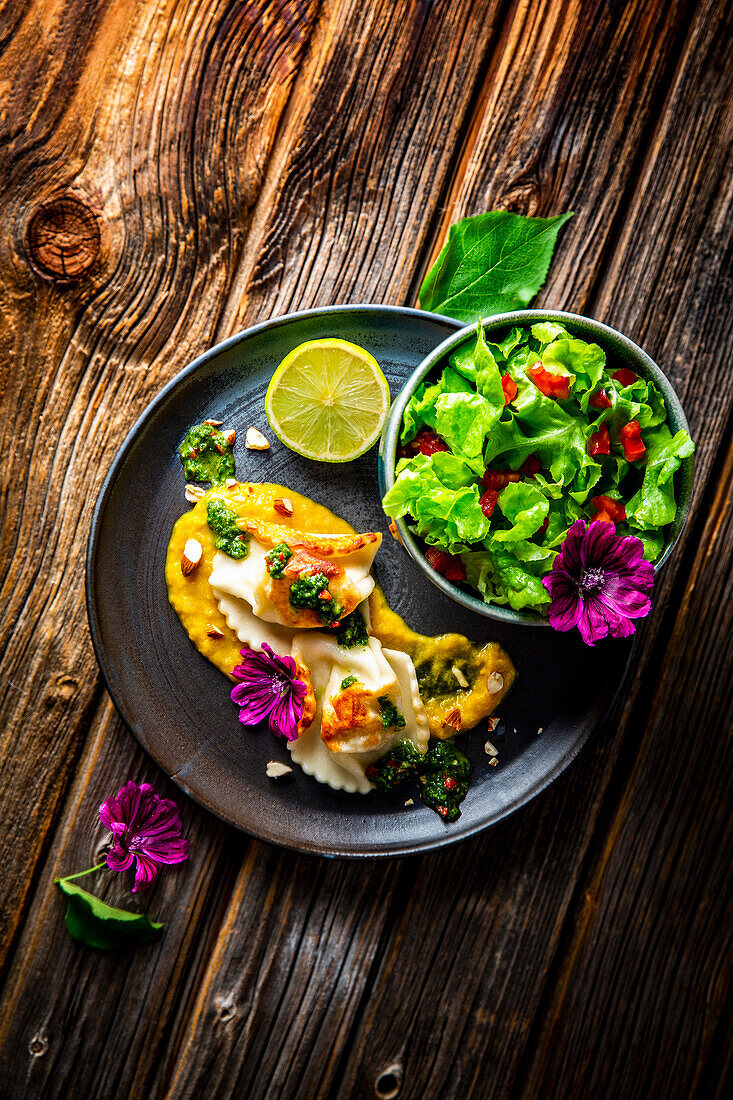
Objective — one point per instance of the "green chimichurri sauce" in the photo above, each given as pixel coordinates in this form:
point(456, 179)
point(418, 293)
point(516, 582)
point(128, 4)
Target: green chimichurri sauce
point(206, 454)
point(351, 630)
point(444, 774)
point(436, 677)
point(277, 559)
point(391, 716)
point(312, 593)
point(225, 524)
point(446, 782)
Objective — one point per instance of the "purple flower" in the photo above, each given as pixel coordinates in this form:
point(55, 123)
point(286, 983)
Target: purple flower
point(598, 582)
point(145, 828)
point(269, 689)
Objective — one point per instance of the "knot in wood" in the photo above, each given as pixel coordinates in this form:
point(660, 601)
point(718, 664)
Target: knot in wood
point(39, 1044)
point(389, 1082)
point(63, 239)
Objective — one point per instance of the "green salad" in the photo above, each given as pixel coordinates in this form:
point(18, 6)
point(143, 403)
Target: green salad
point(515, 441)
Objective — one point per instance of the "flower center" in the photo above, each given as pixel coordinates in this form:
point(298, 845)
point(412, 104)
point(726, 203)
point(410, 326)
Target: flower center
point(591, 580)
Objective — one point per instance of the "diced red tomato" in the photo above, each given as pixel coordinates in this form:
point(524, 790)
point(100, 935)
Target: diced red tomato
point(455, 570)
point(625, 376)
point(600, 400)
point(448, 564)
point(488, 502)
point(509, 385)
point(437, 559)
point(551, 385)
point(600, 443)
point(614, 508)
point(499, 479)
point(631, 440)
point(428, 442)
point(531, 466)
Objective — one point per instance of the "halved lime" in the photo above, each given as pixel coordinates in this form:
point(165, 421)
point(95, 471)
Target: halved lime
point(328, 400)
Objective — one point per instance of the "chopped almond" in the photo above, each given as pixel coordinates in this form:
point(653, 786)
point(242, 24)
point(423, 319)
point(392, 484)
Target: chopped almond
point(255, 441)
point(194, 493)
point(192, 557)
point(276, 770)
point(453, 718)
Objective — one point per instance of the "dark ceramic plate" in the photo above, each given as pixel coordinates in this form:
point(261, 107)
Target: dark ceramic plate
point(177, 704)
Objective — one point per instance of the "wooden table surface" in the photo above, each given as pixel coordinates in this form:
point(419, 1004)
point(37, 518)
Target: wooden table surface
point(222, 162)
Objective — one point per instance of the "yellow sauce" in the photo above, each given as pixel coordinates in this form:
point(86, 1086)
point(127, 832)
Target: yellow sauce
point(193, 600)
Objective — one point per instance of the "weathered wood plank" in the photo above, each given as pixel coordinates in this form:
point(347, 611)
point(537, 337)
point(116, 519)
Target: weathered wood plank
point(458, 944)
point(122, 116)
point(416, 54)
point(648, 971)
point(485, 977)
point(72, 1020)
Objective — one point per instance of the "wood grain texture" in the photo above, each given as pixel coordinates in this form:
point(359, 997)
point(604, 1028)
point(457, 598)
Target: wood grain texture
point(127, 124)
point(247, 158)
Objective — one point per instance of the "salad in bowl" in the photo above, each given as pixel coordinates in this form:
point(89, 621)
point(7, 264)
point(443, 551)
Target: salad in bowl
point(520, 431)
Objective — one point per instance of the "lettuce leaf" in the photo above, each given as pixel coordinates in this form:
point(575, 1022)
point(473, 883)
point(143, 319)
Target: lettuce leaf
point(463, 421)
point(491, 263)
point(441, 496)
point(654, 504)
point(503, 579)
point(525, 507)
point(422, 411)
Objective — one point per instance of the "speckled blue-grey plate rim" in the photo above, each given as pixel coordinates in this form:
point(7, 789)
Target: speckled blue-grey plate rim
point(610, 339)
point(529, 762)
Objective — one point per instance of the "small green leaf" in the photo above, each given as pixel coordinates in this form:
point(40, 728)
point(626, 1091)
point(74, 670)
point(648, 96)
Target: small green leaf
point(491, 263)
point(96, 924)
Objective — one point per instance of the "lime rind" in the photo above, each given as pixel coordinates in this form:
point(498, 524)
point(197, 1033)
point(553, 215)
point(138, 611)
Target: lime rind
point(328, 400)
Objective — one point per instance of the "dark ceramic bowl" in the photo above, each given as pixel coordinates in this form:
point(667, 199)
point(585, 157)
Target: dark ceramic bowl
point(620, 350)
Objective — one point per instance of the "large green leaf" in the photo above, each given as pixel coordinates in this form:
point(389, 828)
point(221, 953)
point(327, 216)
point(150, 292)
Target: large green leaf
point(96, 924)
point(491, 263)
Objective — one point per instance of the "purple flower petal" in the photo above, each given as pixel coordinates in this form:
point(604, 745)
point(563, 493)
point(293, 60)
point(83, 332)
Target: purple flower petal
point(269, 689)
point(599, 582)
point(145, 829)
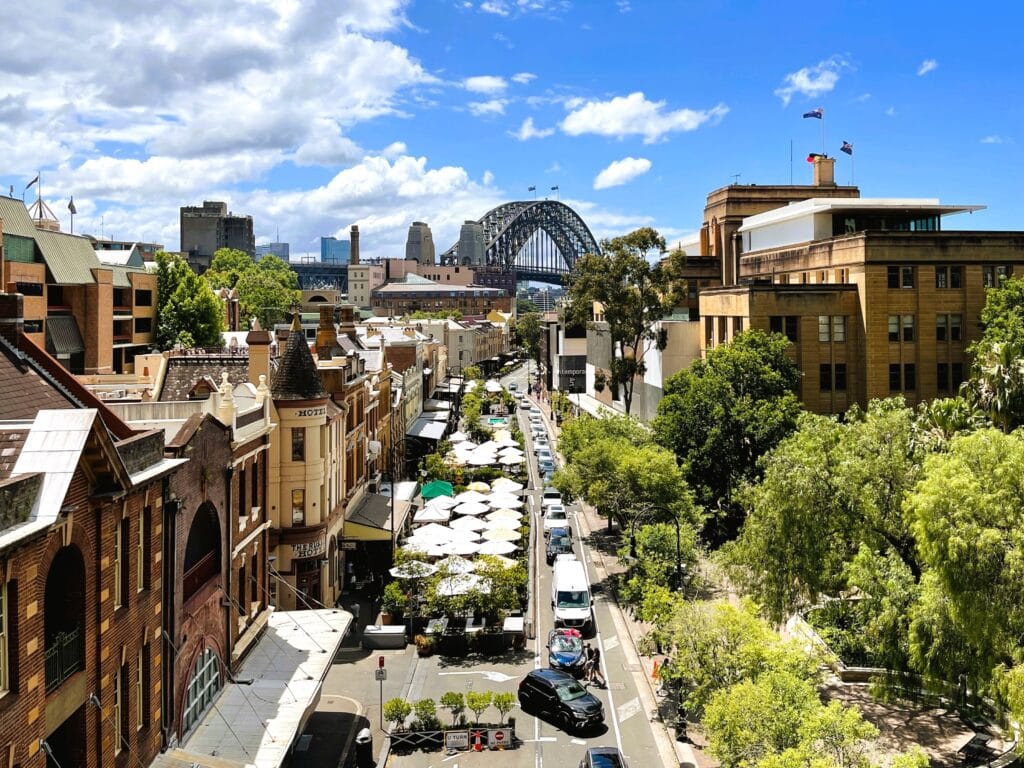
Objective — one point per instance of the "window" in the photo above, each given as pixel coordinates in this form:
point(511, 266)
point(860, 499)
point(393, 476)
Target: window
----------
*Problem details*.
Pull out every line above that contains the word "center". Case counts.

*Solution below*.
Objective — one point per instance of the "flower center" in the photo above, each given as pixel coordinates in this form:
Target: flower center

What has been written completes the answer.